§ **WHAT YOU NEED TO DO**: Print the lines of the material exactly as they stand, starting at the line that contains "The pointer SHOULD return, for each instance of the white breast" and ending at the line that contains "492], [442, 533]]", with both of those lines included.

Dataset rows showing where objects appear
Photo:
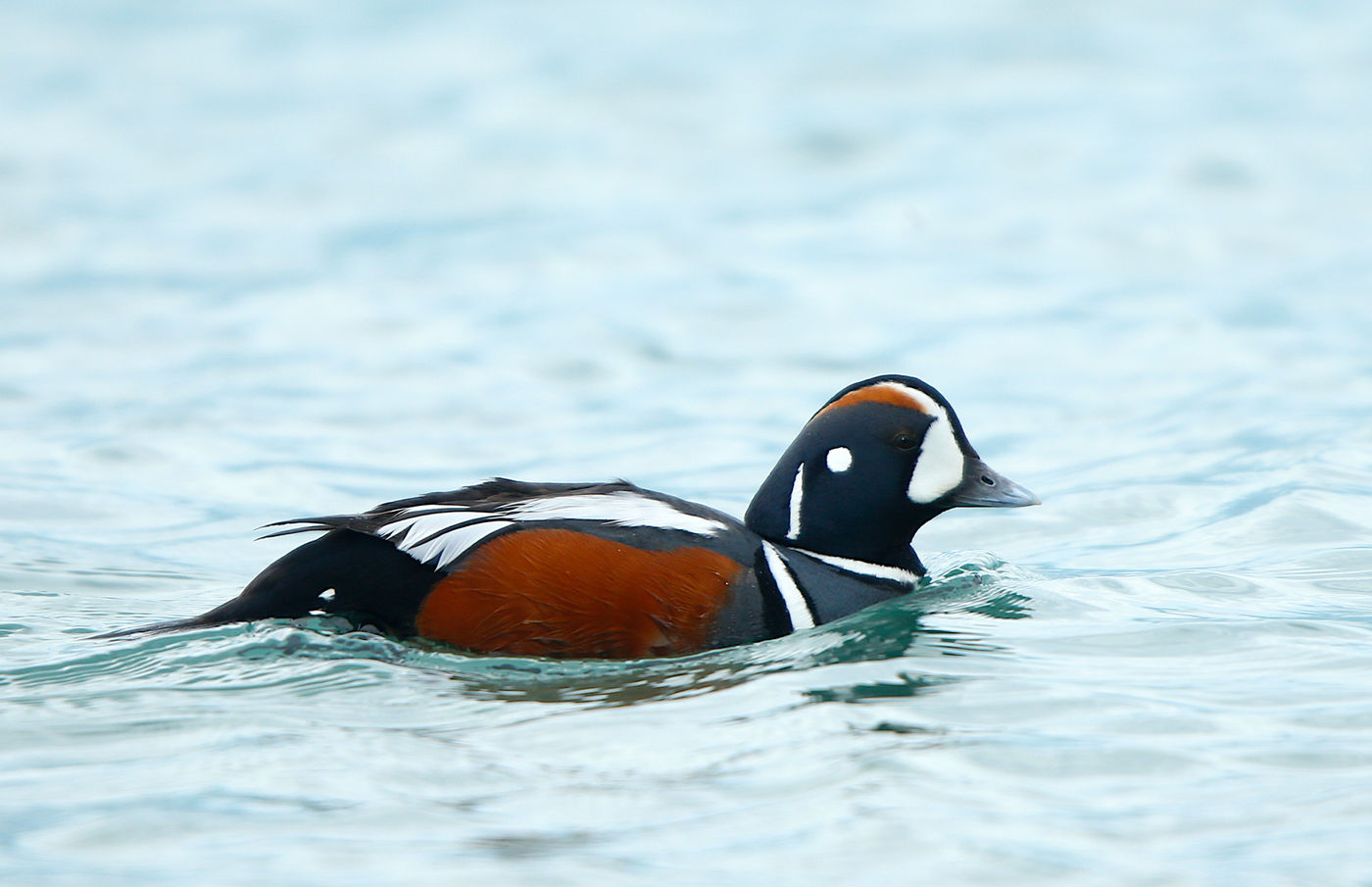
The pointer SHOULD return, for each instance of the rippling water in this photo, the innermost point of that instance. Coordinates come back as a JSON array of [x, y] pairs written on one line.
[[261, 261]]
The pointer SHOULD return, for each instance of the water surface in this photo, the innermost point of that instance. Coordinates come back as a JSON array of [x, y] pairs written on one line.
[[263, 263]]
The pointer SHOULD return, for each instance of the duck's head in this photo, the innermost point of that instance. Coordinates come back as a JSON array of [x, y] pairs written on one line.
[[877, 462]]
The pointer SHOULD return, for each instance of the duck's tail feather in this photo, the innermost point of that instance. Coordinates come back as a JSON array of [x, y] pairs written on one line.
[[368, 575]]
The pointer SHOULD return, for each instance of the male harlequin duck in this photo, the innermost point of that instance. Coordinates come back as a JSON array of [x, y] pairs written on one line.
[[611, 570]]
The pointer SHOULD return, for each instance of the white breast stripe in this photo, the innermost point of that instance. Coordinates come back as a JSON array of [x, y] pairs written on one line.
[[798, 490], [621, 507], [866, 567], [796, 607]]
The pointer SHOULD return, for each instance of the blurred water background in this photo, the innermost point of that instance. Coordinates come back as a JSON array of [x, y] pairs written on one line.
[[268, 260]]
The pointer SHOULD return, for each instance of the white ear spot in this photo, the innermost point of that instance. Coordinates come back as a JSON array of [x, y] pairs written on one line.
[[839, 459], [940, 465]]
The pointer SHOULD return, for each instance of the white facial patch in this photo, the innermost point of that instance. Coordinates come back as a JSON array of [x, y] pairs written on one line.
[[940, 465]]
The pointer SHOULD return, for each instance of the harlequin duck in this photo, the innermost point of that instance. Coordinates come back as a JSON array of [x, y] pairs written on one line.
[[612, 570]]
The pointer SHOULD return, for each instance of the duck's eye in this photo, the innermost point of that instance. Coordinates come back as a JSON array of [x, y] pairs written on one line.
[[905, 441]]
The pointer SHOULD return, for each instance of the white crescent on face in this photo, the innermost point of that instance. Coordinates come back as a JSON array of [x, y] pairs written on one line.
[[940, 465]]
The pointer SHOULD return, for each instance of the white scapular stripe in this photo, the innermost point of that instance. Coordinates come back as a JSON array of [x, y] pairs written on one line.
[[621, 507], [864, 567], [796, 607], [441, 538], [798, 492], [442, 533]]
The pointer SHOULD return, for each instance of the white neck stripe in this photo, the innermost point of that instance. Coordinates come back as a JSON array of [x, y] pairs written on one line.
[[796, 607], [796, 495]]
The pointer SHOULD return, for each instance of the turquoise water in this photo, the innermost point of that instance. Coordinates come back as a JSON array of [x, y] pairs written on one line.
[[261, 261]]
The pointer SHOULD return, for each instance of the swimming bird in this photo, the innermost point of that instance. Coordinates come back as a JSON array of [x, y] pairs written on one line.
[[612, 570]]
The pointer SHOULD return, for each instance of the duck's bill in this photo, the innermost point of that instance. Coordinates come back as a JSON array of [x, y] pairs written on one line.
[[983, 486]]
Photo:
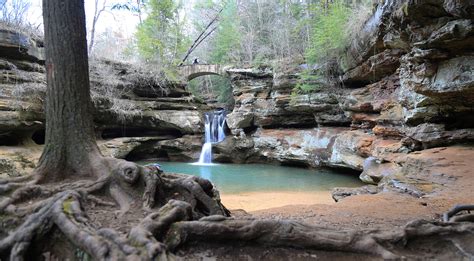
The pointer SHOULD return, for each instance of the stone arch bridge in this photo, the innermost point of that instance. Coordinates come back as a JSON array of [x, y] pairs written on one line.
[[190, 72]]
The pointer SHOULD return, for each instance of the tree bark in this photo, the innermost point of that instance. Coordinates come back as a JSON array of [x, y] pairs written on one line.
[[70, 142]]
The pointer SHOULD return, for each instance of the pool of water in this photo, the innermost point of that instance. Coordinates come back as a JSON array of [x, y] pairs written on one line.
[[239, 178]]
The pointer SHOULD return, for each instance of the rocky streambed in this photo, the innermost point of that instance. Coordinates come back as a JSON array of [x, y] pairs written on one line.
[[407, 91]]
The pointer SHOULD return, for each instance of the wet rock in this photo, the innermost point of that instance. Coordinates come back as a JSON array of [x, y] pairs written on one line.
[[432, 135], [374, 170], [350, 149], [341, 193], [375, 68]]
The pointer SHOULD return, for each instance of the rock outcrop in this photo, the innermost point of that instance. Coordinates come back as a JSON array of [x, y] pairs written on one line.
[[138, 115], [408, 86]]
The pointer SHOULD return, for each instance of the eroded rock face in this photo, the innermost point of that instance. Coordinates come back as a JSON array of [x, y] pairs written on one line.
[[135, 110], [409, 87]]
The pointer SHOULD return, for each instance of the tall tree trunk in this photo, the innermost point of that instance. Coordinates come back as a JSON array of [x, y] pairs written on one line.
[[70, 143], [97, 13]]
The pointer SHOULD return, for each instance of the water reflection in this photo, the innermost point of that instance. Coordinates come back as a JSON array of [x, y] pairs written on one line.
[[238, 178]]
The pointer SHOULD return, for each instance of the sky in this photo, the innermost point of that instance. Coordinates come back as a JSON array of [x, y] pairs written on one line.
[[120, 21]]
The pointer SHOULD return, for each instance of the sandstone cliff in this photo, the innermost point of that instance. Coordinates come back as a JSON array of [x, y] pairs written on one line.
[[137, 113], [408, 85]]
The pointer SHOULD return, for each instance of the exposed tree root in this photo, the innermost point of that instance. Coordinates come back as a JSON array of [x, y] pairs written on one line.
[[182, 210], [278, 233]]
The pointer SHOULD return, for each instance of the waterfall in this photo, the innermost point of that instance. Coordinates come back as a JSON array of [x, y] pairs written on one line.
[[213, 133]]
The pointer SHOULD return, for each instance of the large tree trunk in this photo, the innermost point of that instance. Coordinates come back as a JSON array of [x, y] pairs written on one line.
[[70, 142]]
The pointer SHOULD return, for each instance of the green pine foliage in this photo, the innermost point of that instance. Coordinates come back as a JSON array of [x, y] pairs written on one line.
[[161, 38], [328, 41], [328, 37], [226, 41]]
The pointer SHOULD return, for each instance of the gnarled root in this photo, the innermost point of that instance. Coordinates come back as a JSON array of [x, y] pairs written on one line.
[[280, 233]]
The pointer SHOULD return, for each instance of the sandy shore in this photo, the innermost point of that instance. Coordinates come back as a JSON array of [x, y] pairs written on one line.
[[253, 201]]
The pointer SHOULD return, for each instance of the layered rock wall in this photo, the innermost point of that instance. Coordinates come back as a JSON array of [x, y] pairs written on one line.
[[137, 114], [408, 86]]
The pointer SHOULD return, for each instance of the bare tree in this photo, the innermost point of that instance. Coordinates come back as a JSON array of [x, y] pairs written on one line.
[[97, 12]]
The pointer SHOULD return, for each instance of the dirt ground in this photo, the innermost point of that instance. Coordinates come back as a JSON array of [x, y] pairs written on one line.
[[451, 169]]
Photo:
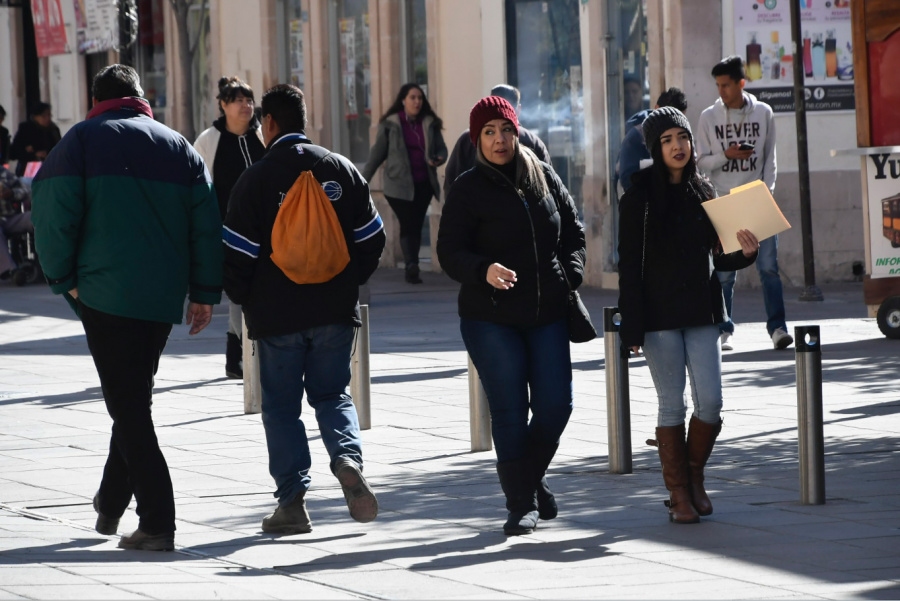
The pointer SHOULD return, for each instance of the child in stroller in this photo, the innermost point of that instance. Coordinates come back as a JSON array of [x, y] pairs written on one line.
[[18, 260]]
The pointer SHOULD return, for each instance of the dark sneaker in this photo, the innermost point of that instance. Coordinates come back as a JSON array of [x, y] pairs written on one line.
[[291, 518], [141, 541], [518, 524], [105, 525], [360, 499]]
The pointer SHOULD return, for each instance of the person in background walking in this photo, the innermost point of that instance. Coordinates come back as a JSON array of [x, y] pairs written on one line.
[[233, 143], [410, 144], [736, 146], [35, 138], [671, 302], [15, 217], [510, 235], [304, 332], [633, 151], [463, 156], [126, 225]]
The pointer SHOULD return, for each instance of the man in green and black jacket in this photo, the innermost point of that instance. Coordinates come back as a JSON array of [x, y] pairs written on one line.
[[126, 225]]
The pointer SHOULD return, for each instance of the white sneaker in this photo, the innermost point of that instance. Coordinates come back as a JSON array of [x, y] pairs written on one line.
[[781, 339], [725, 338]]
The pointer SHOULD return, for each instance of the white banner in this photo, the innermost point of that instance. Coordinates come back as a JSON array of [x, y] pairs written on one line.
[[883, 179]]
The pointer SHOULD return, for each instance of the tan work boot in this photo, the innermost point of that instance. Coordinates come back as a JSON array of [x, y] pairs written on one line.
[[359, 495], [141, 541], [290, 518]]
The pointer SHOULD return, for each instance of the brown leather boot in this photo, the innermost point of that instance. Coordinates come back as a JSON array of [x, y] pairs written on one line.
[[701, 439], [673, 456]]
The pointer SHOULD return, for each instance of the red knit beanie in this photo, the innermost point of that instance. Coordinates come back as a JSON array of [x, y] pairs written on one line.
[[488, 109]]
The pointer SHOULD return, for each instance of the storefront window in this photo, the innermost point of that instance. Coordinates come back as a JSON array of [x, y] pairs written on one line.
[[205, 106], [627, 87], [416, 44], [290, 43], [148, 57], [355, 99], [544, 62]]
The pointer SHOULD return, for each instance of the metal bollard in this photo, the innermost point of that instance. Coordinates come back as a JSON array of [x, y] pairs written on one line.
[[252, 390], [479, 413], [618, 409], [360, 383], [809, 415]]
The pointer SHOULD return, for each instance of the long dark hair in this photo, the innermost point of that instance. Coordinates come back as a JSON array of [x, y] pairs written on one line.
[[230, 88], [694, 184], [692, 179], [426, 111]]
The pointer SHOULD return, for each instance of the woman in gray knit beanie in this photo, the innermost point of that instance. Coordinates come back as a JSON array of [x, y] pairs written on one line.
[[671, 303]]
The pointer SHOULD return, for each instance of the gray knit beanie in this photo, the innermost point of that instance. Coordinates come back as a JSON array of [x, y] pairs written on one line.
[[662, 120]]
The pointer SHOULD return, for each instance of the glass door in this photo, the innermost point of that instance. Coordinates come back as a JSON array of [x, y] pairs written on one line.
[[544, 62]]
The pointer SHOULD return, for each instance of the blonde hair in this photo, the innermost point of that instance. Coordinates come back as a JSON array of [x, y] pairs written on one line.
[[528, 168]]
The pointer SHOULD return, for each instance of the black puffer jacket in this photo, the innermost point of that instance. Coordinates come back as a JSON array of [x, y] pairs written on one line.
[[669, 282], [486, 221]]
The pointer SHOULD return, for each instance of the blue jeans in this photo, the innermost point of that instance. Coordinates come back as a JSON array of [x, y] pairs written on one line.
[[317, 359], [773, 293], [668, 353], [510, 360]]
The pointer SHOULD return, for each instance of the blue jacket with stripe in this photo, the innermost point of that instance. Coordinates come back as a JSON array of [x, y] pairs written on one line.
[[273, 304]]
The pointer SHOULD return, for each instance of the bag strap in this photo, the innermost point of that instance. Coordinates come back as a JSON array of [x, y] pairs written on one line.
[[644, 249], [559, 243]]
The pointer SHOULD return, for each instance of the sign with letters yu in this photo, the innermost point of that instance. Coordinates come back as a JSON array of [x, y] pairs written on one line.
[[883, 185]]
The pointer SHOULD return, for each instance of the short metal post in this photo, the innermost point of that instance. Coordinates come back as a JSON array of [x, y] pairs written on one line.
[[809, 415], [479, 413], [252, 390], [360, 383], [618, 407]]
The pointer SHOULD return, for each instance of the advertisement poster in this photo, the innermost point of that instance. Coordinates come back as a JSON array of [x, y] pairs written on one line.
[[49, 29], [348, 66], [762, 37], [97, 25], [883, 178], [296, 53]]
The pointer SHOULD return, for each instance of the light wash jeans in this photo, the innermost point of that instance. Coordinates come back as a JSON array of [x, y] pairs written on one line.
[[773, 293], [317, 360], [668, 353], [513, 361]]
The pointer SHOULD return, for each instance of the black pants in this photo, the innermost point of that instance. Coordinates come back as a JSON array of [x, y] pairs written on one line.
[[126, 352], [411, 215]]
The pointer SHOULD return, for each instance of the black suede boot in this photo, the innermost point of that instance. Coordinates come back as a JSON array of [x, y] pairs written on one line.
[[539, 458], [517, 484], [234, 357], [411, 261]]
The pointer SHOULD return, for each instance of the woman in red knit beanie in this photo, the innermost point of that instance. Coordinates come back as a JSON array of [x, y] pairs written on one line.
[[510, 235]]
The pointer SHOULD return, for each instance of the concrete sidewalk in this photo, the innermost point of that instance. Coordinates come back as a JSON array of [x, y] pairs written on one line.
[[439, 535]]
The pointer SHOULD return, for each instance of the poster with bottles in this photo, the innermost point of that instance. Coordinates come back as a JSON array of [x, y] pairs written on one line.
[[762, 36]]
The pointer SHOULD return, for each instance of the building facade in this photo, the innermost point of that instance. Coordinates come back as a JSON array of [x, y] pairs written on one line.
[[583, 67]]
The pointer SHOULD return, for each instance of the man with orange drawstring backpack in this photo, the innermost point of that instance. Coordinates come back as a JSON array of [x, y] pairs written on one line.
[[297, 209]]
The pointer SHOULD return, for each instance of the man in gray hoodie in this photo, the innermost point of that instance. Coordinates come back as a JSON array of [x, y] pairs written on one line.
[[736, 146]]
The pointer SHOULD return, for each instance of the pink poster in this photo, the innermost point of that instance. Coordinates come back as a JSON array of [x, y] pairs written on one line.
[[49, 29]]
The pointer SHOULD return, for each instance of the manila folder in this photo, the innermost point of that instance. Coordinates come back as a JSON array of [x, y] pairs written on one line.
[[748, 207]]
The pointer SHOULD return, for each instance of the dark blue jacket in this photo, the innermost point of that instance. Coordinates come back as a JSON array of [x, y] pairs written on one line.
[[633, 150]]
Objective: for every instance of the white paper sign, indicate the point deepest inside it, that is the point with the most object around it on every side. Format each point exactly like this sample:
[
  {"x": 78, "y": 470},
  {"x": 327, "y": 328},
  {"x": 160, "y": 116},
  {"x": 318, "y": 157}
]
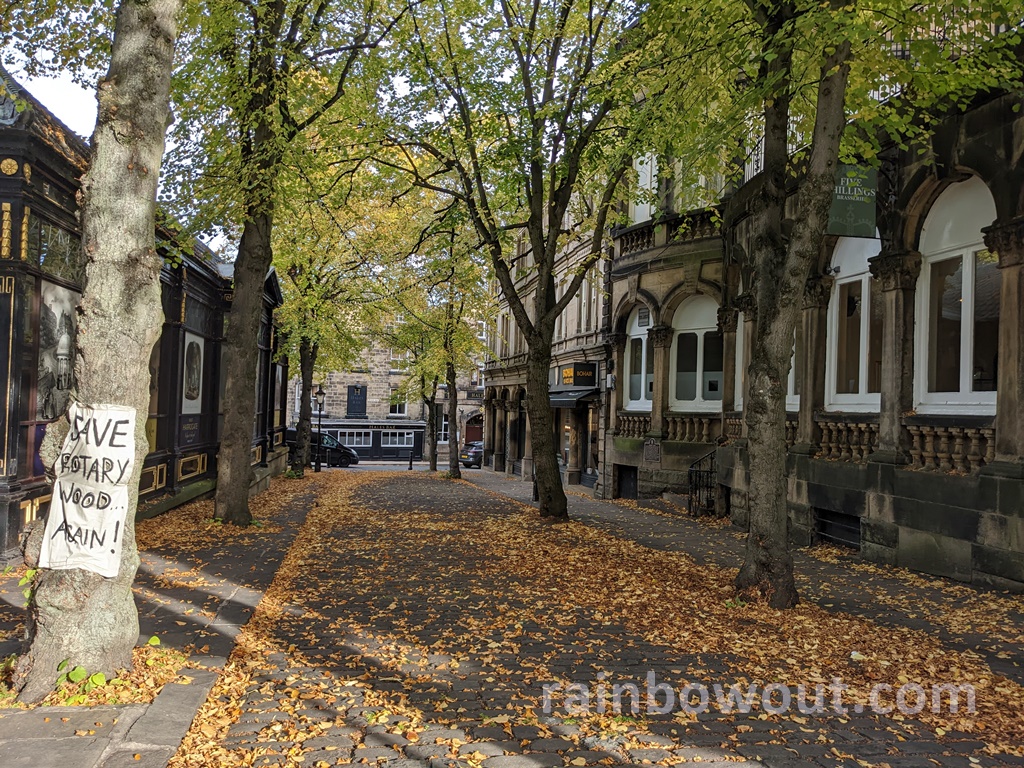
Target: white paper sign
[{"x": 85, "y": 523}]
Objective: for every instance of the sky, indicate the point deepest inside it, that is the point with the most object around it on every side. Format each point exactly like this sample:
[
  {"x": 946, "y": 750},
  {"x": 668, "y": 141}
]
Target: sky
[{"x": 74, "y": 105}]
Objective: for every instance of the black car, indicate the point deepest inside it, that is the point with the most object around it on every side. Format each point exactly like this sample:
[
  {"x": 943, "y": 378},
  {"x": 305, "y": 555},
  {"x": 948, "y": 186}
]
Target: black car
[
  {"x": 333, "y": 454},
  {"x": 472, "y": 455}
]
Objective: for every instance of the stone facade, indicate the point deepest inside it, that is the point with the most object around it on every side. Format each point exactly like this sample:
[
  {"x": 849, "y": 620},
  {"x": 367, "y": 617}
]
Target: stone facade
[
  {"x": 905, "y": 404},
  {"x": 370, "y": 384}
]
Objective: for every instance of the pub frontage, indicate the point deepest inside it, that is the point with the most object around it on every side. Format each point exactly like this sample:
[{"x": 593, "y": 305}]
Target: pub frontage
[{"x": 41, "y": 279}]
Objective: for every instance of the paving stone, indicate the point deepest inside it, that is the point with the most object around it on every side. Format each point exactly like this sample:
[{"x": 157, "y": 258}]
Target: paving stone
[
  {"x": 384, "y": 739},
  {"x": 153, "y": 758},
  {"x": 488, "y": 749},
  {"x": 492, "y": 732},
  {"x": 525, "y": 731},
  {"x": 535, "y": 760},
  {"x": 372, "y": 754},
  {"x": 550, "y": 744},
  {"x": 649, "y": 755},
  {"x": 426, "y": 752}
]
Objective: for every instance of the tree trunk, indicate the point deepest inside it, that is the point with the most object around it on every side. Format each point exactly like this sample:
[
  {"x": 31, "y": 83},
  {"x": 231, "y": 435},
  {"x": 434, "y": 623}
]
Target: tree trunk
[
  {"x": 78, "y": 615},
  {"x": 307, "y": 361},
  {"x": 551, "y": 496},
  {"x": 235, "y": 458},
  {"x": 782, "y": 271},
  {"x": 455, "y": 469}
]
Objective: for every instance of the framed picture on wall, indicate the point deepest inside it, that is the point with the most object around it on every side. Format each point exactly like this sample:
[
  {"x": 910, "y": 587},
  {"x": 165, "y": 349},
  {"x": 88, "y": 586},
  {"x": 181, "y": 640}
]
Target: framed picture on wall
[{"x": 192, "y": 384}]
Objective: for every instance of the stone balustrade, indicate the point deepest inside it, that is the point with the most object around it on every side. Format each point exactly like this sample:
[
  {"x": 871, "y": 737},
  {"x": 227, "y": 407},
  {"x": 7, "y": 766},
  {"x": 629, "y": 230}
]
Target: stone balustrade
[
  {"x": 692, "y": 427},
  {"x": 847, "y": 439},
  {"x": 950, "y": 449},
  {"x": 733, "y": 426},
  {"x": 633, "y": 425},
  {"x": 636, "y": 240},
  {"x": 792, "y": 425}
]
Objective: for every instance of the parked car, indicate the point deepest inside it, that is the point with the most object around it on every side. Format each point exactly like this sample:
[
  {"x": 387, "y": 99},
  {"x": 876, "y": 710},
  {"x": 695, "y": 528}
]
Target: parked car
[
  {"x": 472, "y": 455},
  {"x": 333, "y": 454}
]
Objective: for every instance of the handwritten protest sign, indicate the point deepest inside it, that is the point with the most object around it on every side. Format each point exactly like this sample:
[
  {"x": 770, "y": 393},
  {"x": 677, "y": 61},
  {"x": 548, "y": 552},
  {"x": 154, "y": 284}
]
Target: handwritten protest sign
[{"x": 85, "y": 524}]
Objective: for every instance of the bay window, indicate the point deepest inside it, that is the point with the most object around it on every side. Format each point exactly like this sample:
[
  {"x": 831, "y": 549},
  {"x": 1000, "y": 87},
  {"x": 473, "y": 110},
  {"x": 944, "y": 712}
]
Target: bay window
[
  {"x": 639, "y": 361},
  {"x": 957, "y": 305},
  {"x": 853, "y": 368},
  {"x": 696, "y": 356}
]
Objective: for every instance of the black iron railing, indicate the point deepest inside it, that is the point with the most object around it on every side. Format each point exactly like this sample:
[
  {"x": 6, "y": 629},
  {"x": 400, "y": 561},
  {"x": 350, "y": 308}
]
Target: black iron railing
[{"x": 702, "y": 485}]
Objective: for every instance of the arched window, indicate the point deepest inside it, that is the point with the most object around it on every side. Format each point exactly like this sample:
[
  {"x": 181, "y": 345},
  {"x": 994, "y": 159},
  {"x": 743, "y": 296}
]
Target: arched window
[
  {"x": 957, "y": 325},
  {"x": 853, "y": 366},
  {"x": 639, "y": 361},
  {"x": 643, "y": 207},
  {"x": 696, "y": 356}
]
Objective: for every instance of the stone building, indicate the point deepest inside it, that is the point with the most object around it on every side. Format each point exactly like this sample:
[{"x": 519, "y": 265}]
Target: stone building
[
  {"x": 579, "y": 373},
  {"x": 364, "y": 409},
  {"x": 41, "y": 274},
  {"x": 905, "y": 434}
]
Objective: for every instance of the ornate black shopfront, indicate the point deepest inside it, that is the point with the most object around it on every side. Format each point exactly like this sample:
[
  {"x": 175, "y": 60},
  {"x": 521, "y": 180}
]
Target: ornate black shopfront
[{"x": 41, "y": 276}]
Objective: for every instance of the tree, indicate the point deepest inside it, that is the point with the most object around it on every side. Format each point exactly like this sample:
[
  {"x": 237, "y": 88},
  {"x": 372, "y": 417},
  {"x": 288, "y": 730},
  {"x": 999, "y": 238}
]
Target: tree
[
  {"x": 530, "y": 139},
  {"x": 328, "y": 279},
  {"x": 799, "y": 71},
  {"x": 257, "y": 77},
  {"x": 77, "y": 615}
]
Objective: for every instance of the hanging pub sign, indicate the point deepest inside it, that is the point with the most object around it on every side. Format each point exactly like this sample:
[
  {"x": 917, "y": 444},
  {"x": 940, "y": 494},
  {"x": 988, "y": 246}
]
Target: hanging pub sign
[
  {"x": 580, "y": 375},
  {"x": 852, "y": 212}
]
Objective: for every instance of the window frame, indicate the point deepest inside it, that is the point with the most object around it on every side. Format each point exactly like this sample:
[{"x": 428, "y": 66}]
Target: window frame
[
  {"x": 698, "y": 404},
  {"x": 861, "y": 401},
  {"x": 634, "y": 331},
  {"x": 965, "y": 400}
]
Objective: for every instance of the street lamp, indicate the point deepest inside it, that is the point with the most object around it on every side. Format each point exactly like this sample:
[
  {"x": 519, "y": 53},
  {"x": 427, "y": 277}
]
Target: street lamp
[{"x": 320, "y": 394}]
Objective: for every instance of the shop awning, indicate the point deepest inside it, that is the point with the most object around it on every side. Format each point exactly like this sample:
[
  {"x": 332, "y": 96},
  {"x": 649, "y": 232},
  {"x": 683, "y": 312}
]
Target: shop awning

§ **ANSWER TO THE PROBLEM**:
The pointer SHOULD return, for each instance of the white breast stripe in this photo, the innermost point of that instance. Coordinates come back as a JSON array of [x, y] pairs written on one line.
[[798, 490], [621, 507], [866, 567], [796, 607]]
The pointer SHOULD return, for each instance of the blurred water background in this photo, the innermost point of that instance. Coordinates come back as a JSON array of [x, y] pairs written on one line.
[[268, 260]]
The pointer SHOULD return, for each instance of the white ear spot in this photo, the innermost point of that instance. Coordinates come back as a JSON array of [x, y] pairs written on one line.
[[839, 459], [940, 465]]
The pointer SHOULD return, for each instance of the white facial patch in this photo, the innermost point of that instance. Coordinates come back as a JSON array of [x, y] pairs written on one line.
[[940, 465]]
The pointer SHOULD return, for each instance of the harlequin duck in this photo, the innermost point of that instance. Coordinates come back as a JSON array of [x, y] pairs written on one line.
[[612, 570]]
The pointer SHOULD return, for each instance of the duck's eye in this photo, the innermost point of that instance. Coordinates come back as a JSON array of [x, y] pairs written on one line.
[[905, 441]]
The pointer SHOULD return, for each instance of the white crescent on face in this photo, the innermost point of that instance. Coordinates come back as a JSON array of [x, y] pairs written on one line.
[[940, 465]]
The pointer SHOULD return, for each instance of the white scapular stripe in this photo, the innermost point of that instance. Coordinates come back as a JSON array of [x, y] pairs written on one line.
[[621, 507], [864, 567], [796, 607], [441, 538], [798, 492], [442, 533]]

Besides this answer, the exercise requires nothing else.